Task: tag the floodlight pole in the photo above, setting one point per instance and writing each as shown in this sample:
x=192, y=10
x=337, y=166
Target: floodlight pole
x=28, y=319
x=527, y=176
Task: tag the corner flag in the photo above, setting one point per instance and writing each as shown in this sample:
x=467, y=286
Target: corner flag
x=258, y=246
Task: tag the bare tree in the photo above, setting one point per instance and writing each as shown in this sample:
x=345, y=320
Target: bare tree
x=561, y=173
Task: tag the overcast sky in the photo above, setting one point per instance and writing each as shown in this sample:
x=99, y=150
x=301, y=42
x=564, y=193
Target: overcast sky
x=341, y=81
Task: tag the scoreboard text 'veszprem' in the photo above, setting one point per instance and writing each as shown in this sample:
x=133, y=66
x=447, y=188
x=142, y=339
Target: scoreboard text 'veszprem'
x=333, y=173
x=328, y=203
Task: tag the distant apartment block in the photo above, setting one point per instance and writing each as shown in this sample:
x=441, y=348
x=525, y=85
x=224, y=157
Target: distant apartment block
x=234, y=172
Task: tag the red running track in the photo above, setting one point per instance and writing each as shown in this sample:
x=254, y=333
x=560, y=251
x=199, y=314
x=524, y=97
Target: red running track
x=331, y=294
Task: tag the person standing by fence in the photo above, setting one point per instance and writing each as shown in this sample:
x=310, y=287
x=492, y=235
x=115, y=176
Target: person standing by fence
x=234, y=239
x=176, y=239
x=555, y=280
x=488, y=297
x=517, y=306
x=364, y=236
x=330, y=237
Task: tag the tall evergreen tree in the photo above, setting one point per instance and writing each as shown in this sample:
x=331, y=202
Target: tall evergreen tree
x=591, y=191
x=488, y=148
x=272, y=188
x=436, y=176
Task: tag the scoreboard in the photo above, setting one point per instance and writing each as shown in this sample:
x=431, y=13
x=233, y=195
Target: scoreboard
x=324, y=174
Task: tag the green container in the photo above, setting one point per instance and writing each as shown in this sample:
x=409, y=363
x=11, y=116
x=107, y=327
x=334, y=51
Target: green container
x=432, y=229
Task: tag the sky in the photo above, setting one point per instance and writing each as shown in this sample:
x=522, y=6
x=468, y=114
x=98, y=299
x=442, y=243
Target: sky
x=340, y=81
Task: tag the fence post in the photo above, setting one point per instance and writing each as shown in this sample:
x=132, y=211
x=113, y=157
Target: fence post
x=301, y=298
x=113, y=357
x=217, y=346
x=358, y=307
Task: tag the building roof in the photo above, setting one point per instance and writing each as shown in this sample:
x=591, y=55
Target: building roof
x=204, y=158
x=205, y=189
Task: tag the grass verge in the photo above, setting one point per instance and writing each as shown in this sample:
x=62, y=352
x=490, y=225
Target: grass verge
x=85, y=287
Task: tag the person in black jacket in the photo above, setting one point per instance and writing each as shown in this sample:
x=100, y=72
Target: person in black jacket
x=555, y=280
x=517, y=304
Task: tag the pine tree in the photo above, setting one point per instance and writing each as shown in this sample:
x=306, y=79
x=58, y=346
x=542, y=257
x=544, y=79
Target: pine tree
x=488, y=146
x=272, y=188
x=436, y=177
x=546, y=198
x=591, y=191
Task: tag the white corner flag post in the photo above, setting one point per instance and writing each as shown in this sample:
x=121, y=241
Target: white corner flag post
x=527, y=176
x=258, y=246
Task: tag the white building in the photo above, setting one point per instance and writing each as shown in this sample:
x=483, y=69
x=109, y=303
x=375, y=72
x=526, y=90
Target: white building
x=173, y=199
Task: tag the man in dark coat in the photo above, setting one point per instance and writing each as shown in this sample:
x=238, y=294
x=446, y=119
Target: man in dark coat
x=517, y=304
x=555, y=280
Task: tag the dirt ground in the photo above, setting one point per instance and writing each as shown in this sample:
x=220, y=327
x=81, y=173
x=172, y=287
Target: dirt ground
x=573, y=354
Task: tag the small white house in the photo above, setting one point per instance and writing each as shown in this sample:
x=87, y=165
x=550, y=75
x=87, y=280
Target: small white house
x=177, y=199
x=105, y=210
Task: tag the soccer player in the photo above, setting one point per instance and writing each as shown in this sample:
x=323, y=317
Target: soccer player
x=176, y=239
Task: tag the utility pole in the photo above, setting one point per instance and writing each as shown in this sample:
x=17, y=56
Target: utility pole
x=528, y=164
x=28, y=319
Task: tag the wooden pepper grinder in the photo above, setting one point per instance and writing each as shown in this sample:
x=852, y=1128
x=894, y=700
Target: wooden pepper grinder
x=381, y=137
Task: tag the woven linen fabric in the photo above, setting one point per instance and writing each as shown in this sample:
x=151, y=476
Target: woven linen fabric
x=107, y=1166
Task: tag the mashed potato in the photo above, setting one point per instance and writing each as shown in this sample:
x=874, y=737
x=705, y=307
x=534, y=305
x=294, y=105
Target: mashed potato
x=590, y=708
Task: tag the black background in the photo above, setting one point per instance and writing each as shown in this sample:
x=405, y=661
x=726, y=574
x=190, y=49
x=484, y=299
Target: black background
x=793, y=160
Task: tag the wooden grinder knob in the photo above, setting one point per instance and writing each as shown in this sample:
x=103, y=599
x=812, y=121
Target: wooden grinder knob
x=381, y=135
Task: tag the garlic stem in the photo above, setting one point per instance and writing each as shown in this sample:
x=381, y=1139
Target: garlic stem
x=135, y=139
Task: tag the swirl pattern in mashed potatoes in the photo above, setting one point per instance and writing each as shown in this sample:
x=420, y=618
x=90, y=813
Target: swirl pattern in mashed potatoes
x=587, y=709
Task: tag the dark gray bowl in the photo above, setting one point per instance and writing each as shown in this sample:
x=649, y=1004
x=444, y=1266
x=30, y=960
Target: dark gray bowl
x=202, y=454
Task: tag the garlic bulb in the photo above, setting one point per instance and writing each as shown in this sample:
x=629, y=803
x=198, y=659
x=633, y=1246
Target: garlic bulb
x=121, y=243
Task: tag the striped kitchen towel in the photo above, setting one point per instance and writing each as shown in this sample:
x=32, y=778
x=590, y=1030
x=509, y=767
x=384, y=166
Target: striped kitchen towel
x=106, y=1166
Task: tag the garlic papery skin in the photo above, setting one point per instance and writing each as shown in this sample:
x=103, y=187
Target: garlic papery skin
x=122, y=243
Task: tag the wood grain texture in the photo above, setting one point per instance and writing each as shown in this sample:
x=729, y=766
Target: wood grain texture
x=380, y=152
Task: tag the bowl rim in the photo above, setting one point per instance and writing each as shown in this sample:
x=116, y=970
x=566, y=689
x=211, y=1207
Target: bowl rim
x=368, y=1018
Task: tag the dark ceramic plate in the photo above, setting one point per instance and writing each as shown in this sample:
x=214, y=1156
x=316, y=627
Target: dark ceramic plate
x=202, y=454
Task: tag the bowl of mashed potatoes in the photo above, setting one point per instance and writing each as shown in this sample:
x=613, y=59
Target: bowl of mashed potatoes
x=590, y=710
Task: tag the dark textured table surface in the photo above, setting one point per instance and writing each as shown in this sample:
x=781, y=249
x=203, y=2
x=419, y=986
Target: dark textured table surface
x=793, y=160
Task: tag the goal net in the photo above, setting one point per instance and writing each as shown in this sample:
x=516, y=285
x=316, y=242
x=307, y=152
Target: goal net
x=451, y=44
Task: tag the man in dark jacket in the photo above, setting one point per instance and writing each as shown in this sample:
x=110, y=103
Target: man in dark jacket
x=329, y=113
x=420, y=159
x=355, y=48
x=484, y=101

* [TO BE DONE]
Copy out the part of the records above that opens with the line containing "Task: tag the bare" and closes with the line containing "x=432, y=229", keeping both of those lines and changing nothing.

* [WRITTEN REPLY]
Task: tag the bare tree in the photo above, setting one point per instance and writing each as shown in this sample:
x=345, y=320
Target: bare tree
x=561, y=173
Task: tag the overcast sky in the photo above, setting one point per instance and writing each as shown in this sample:
x=99, y=150
x=301, y=42
x=564, y=193
Target: overcast sky
x=341, y=81
Task: tag the scoreboard text 'veszprem' in the photo above, setting one point per instance and writing each as shown in this sample:
x=133, y=66
x=447, y=188
x=142, y=339
Target: scoreboard text 'veszprem'
x=333, y=173
x=328, y=203
Task: tag the distant apartment block in the photo above, setting one point per instance and writing each as shown in this sample:
x=441, y=348
x=525, y=85
x=224, y=157
Target: distant apartment block
x=234, y=172
Task: tag the red running track in the photo above, setting one point per instance and writing each as shown in this sample:
x=254, y=333
x=560, y=251
x=199, y=314
x=524, y=97
Target: red running track
x=331, y=294
Task: tag the person standing by fence in the photo above, setting one point per instance and writing each as shown in this sample:
x=310, y=287
x=492, y=235
x=115, y=176
Target: person standing by fence
x=234, y=239
x=176, y=239
x=555, y=280
x=488, y=297
x=517, y=306
x=364, y=236
x=330, y=237
Task: tag the tall evergreen tree in the photo above, setting one point per instance and writing each as shown in this sample:
x=331, y=202
Target: tall evergreen tree
x=591, y=191
x=488, y=148
x=272, y=188
x=436, y=176
Task: tag the scoreboard in the photo above, setting one point per instance and writing each as shown in this sample:
x=431, y=13
x=233, y=195
Target: scoreboard
x=324, y=174
Task: tag the green container in the photo above, setting one point per instance and writing each as shown in this sample:
x=409, y=363
x=11, y=116
x=107, y=327
x=334, y=51
Target: green container
x=432, y=229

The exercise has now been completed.